Some records:
+++++

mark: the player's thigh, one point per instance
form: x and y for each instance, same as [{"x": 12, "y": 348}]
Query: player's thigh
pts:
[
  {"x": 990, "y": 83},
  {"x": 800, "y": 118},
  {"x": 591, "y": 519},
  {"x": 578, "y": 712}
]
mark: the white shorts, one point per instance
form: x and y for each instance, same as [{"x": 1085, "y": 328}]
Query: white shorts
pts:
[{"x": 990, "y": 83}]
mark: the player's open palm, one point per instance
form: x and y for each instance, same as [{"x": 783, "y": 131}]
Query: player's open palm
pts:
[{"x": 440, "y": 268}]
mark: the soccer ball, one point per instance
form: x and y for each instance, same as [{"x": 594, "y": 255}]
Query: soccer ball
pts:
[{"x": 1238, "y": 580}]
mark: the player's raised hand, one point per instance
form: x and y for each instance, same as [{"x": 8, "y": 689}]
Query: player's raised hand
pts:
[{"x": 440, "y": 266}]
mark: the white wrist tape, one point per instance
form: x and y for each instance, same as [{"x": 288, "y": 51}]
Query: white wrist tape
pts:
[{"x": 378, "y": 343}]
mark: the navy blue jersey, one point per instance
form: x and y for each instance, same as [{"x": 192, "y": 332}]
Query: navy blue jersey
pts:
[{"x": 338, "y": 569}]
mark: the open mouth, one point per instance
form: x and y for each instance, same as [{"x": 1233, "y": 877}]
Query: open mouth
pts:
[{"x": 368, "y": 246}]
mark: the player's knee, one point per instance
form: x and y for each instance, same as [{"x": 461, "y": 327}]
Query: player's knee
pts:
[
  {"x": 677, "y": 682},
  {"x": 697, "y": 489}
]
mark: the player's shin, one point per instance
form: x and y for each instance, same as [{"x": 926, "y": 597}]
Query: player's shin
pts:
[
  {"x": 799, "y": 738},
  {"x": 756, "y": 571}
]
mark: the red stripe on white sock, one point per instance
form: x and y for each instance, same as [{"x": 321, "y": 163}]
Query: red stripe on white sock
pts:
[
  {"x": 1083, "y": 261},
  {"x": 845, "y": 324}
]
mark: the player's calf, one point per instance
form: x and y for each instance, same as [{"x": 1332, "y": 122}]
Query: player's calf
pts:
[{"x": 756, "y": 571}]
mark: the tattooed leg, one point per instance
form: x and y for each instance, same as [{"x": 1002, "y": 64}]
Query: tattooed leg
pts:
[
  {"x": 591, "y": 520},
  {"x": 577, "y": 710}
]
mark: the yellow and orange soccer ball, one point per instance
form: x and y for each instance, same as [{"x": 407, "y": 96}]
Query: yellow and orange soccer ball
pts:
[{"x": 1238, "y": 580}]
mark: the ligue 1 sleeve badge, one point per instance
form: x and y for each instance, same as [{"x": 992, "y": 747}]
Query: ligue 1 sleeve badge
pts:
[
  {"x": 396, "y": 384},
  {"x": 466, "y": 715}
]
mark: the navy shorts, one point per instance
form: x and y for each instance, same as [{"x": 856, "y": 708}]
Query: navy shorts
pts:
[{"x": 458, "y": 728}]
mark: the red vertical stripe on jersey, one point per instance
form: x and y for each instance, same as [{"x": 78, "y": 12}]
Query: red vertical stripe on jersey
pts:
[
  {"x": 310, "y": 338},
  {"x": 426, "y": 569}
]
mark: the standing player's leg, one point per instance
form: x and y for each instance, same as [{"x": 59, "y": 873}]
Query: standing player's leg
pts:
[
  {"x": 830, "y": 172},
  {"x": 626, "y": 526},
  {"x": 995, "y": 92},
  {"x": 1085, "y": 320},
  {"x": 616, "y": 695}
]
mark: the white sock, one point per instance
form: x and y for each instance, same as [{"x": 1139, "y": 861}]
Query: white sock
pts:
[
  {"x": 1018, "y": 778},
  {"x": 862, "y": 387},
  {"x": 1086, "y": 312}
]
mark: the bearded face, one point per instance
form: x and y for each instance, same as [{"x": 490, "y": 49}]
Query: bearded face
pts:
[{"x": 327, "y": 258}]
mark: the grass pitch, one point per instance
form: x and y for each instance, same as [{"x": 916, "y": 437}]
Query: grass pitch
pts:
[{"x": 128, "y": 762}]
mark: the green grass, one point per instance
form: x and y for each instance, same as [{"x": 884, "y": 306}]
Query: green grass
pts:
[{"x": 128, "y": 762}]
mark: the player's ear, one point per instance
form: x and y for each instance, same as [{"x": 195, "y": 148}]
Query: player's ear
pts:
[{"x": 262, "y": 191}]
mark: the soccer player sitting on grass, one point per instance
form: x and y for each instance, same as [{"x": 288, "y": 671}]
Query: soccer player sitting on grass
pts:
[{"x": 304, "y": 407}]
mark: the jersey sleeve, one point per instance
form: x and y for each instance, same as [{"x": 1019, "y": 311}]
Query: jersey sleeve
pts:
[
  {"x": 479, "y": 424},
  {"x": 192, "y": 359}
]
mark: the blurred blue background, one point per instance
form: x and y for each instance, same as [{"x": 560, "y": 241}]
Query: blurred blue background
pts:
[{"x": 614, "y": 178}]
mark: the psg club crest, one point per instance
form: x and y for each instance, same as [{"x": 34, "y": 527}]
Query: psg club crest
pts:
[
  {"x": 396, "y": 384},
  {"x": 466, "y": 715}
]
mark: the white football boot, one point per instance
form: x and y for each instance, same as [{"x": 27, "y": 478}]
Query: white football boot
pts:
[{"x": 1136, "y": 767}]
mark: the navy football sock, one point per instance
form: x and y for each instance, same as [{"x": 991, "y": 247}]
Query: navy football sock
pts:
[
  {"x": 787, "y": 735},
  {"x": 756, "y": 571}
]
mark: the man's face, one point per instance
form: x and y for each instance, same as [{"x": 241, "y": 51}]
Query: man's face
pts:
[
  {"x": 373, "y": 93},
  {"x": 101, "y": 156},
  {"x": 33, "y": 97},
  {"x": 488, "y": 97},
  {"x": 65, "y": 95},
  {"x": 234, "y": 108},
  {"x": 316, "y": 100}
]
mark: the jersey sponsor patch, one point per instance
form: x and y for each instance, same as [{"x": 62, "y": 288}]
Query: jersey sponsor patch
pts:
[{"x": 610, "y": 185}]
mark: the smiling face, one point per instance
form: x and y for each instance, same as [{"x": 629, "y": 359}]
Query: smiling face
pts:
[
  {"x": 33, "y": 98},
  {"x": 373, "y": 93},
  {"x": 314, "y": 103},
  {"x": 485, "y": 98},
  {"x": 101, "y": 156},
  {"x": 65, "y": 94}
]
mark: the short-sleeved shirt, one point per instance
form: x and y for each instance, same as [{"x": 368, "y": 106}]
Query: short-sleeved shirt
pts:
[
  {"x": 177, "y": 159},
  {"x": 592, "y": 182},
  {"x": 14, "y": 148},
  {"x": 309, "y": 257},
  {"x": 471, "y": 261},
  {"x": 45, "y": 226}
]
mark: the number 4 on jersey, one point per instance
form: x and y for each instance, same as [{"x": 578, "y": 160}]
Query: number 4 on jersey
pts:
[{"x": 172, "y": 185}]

+++++

Lines from the one containing "mark: the man's face, one point per instance" through the final line are to be given again verbatim, with nothing before or after.

Correct output:
mark: the man's face, one point per instance
form: x and y for each instance, same as [{"x": 241, "y": 51}]
Query: man's face
pts:
[
  {"x": 373, "y": 93},
  {"x": 101, "y": 156},
  {"x": 33, "y": 97},
  {"x": 488, "y": 97},
  {"x": 65, "y": 95},
  {"x": 234, "y": 108},
  {"x": 316, "y": 100}
]
mark: the jersey sponsor patch, one point per instance
form: x and y for each instance, same as [{"x": 62, "y": 288}]
Query: jersey sponsor patch
pts:
[{"x": 610, "y": 185}]
mark: the smiling face, one point per instance
form: x and y for each instance, same as [{"x": 629, "y": 359}]
Query: smiling face
pts:
[
  {"x": 33, "y": 98},
  {"x": 373, "y": 93},
  {"x": 314, "y": 103},
  {"x": 485, "y": 98},
  {"x": 101, "y": 156},
  {"x": 65, "y": 94}
]
mark: the short-sleeved shirt, one point per instance
form: x and y for each instance, same as [{"x": 368, "y": 106}]
Query: short-sleeved shirt
pts:
[
  {"x": 177, "y": 159},
  {"x": 592, "y": 182},
  {"x": 14, "y": 148},
  {"x": 309, "y": 257},
  {"x": 471, "y": 261},
  {"x": 45, "y": 226}
]
mark: the number 4 on jersey, one point per instance
form: x and y for each instance, same as [{"x": 578, "y": 160}]
Query: number 4 on jersey
pts:
[{"x": 172, "y": 185}]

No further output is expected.